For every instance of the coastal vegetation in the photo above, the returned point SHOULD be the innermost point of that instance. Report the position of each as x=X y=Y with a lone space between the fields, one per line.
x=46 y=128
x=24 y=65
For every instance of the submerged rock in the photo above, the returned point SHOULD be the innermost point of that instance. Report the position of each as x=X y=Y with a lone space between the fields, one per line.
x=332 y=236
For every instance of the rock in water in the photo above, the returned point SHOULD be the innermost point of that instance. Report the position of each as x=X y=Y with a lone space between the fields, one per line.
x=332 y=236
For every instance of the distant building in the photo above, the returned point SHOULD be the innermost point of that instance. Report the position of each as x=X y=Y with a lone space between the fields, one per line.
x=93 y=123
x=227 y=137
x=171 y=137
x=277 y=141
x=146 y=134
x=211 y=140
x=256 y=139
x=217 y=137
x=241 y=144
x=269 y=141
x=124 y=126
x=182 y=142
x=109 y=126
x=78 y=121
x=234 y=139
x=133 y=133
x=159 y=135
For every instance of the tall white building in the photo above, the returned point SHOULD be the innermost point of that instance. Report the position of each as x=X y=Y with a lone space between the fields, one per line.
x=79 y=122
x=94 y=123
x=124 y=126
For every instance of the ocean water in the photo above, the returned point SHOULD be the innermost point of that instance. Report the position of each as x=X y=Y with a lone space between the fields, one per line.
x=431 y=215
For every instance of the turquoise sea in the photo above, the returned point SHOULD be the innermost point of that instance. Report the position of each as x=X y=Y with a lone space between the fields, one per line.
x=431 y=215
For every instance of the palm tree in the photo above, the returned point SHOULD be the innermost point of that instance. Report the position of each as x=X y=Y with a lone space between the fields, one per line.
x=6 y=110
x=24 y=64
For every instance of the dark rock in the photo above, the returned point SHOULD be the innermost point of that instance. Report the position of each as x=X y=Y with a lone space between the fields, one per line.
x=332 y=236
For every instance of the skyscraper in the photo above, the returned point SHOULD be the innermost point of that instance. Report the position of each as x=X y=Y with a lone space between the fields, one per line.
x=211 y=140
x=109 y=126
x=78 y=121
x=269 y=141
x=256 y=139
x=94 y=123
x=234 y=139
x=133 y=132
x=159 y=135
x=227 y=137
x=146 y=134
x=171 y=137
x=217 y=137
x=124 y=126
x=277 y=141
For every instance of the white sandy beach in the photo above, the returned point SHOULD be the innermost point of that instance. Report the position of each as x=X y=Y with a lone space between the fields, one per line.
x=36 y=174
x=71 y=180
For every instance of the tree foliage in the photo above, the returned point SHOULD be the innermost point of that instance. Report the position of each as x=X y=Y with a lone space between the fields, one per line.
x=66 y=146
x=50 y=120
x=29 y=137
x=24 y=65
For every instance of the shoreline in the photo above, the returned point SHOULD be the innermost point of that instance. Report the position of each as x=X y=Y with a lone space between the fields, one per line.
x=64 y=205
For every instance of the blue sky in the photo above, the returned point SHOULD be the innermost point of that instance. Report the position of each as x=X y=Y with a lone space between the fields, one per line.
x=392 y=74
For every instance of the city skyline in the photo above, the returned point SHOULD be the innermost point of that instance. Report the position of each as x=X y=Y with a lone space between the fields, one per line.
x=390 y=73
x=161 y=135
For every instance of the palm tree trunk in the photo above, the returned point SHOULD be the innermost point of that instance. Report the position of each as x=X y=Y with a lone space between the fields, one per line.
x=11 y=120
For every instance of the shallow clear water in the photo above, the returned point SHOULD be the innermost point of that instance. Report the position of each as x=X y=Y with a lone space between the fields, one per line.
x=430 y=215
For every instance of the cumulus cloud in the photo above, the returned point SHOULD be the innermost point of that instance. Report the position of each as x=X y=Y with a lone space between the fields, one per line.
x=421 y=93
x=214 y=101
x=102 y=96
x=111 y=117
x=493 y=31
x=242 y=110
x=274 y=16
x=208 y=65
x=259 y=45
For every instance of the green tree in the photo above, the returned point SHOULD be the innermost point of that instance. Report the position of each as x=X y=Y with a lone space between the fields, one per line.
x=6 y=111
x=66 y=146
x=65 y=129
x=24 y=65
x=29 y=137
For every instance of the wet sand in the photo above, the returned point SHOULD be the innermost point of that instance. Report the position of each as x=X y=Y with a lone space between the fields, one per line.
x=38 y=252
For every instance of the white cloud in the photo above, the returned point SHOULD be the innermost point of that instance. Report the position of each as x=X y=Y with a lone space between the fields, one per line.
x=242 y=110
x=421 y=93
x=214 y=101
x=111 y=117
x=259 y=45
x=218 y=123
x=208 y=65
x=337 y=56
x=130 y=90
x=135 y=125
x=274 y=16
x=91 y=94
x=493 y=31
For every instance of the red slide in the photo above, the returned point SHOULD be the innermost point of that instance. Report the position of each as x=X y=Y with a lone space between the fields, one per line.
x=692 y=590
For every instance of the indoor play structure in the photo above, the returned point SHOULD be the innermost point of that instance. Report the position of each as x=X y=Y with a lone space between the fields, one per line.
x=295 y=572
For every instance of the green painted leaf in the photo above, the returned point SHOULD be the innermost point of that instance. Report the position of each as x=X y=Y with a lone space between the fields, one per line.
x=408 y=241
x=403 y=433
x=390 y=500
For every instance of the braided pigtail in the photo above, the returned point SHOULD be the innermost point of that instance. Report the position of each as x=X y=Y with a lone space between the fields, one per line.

□ □ □ □ □

● **GIVEN INSTRUCTION**: Restate the data above word for word.

● **CORRECT RESPONSE**:
For every instance of the coastal vegetation in the photo above, the returned point SHOULD be the innermost point of that instance. Report the position of each as x=X y=Y with a lone space between the fields, one per line.
x=46 y=128
x=24 y=65
For every instance of the submerged rock in the photo above, the returned point SHOULD be the innermost point of that instance. Report the position of each as x=X y=Y with a lone space between the fields, one per line.
x=332 y=236
For every instance of the rock in water in the photo above, the returned point SHOULD be the innermost point of that instance. Report the position of each as x=X y=Y with a lone space between the fields, one per line.
x=332 y=236
For every instance of the distant building in the photo above, the returned point SHOULD be the innermost point of that instance. Report the position of each as x=X y=Y with a lone space between the fields, one per line.
x=93 y=123
x=227 y=137
x=171 y=137
x=277 y=141
x=146 y=134
x=211 y=140
x=256 y=139
x=217 y=137
x=241 y=144
x=269 y=141
x=124 y=126
x=182 y=142
x=109 y=126
x=78 y=121
x=234 y=139
x=133 y=133
x=159 y=135
For every instance of the tall white building in the photo above, the returned point SHOULD be the innermost point of that instance. Report the position of each as x=X y=Y with a lone space between the fields, one per line.
x=79 y=122
x=94 y=123
x=124 y=126
For every instance of the ocean water in the photo above, the returned point SHOULD be the innermost point of that instance. Report the position of each as x=X y=Y with a lone space between the fields, one per line.
x=431 y=215
For every instance of the turquoise sea in the photo above, the returned point SHOULD be the innermost point of that instance. Report the position of each as x=X y=Y with a lone space between the fields, one per line.
x=431 y=215
For every instance of the palm tree in the photo above, the returned point SHOULD be the innermost point of that instance. Report the position of each as x=X y=Y with a lone space between the fields, one per line.
x=6 y=110
x=24 y=64
For every instance of the dark rock in the photo above, the returned point SHOULD be the innermost point of that instance. Report the position of each as x=X y=Y with a lone space between the fields, one per line.
x=332 y=236
For every instance of the skyscraper in the photo above, the returned point SHOULD be the innermost point of that instance. Report the position of each as x=X y=Y with a lone space between the fields, one per line.
x=211 y=140
x=109 y=126
x=78 y=121
x=269 y=141
x=256 y=139
x=94 y=123
x=234 y=139
x=133 y=132
x=159 y=135
x=227 y=137
x=146 y=134
x=171 y=137
x=217 y=137
x=124 y=126
x=277 y=141
For every instance of the white sandy beach in the photo above, the returned point SHOULD be the innermost point of that instance. Report the position of each as x=X y=Y with a lone space between the fields, one per line.
x=36 y=174
x=71 y=180
For every instance of the tree foliage in the photo above, the returned point SHOULD be the innermost point of that instance. Report the position of each as x=X y=Y with a lone space between the fields, one per line.
x=66 y=146
x=50 y=120
x=29 y=137
x=24 y=65
For every instance of the shoreline in the photo above, the returned point SHOULD be the innermost point of that instance. Report the position of each as x=X y=Y with a lone space between the fields, one per line.
x=64 y=205
For every instance of the blue sky in the photo above, the returned point SHOULD be the innermost point of that instance. Report the position of each as x=X y=Y with a lone space between the fields, one per line.
x=392 y=74
For every instance of the city skyline in the photo above, the returned point SHOULD be the innermost point of that instance. Report the position of each as x=X y=Y with a lone space between the fields, one per line.
x=390 y=73
x=161 y=135
For every instance of the palm tree trunk in the photo above, the returned point SHOULD be the innermost point of that instance. Report the position of each as x=X y=Y with a lone space between the fields, one per line.
x=11 y=120
For every instance of the shallow clear water in the photo above, the returned point SHOULD be the innermost point of that instance. Report the position of each as x=X y=Y with a lone space between the fields, one per line.
x=430 y=215
For every instance of the cumulus cloud in the photo above, the returned point SHOULD be the innermost point of that instance. Report the position of each as x=X y=Y with a lone space between the fields, one per line.
x=421 y=93
x=214 y=101
x=102 y=96
x=111 y=117
x=493 y=31
x=242 y=110
x=274 y=16
x=208 y=65
x=259 y=45
For every instance of the green tree in the photo above, the returned point SHOULD be the innermost point of that instance. Report the position of each as x=X y=Y with a lone space between the fields, one per line.
x=6 y=111
x=66 y=146
x=65 y=129
x=24 y=65
x=29 y=137
For every instance of the wet sand in the photo above, the returned point SHOULD be the innermost point of that instance. Report the position of each as x=X y=Y with a lone space between the fields, one per line.
x=38 y=252
For every instance of the white cloud in the photo above, the returned point SHOULD be the innermost point of that instance. Report the position of each as x=X y=Y with a lone space between the fields, one per line.
x=242 y=110
x=421 y=93
x=214 y=101
x=111 y=117
x=259 y=45
x=218 y=123
x=208 y=65
x=337 y=56
x=130 y=90
x=135 y=125
x=274 y=16
x=91 y=94
x=493 y=31
For every instance of the red slide in the photo above, the returned point SHOULD be the innermost point of that instance. Report the position of each as x=X y=Y with a lone space between the fields, one per line.
x=692 y=590
For every instance of the indoor play structure in the photo above, the returned point SHOULD be the innermost point of that instance. Report the position of each as x=X y=Y with a lone space between the fields, one per line.
x=295 y=572
For every instance of the green painted leaf in the photo above, the returned point SHOULD be the innermost point of that instance. Report the position of each as x=X y=Y with a lone space between the fields, one per line.
x=408 y=241
x=403 y=433
x=390 y=500
For every instance of the braided pigtail in the photo above, the returned point SHOULD be the innermost point of that instance. Report the position of each as x=X y=Y with a lone space between the fields, one per line.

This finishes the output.